| Task details |
List each line of the data in which the string "podium" appears.

| Exercise data |

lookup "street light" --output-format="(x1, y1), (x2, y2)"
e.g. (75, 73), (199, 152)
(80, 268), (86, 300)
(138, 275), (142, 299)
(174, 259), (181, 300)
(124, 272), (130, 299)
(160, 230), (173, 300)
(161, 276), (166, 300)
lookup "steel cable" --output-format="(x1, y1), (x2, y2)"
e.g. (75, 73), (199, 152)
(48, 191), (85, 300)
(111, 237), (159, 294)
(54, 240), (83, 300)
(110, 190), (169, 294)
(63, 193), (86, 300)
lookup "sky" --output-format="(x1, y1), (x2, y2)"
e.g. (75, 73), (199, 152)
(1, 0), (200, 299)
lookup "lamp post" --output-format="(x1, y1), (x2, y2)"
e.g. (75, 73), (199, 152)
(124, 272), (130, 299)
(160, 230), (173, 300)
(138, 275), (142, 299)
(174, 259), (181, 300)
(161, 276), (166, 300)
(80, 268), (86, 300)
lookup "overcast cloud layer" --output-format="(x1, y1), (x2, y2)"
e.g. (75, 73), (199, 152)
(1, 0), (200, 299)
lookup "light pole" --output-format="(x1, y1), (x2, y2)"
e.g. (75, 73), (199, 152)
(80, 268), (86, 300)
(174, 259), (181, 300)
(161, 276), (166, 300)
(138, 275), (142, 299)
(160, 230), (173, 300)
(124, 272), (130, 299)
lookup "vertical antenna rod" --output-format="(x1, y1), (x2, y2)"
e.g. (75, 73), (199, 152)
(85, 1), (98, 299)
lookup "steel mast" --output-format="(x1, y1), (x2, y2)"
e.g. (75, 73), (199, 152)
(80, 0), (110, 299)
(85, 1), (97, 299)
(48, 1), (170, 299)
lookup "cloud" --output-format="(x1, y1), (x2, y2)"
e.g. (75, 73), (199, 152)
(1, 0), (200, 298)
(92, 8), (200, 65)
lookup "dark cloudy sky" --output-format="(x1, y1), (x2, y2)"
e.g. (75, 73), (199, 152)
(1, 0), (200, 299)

...

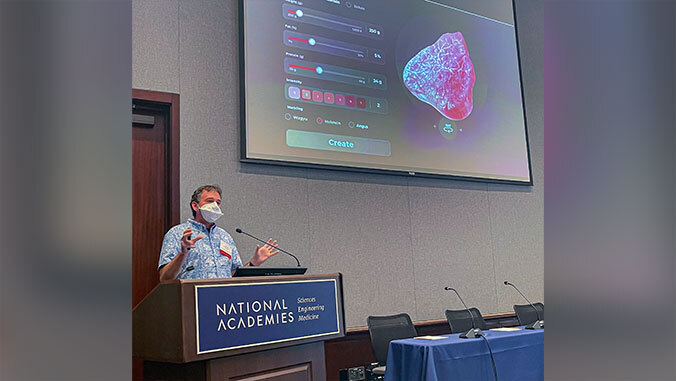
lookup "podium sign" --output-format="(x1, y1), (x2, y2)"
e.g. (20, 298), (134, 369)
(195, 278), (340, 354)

==

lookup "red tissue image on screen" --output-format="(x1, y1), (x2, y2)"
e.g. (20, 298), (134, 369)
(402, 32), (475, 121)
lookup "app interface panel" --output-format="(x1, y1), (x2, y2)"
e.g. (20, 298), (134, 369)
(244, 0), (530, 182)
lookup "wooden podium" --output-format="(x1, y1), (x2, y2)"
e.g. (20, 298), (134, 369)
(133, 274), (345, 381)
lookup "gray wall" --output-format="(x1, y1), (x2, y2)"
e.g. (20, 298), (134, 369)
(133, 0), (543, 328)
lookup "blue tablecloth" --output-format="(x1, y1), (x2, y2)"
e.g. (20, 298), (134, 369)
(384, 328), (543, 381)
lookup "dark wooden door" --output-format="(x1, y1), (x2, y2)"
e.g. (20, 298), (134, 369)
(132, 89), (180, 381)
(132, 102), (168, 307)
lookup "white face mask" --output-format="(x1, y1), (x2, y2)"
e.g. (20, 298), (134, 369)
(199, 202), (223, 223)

| Answer for the task |
lookup "podium sign" --output-format="(x1, y1), (x2, y2)"
lookup "wooden podium" --output-format="(x1, y1), (x2, y2)"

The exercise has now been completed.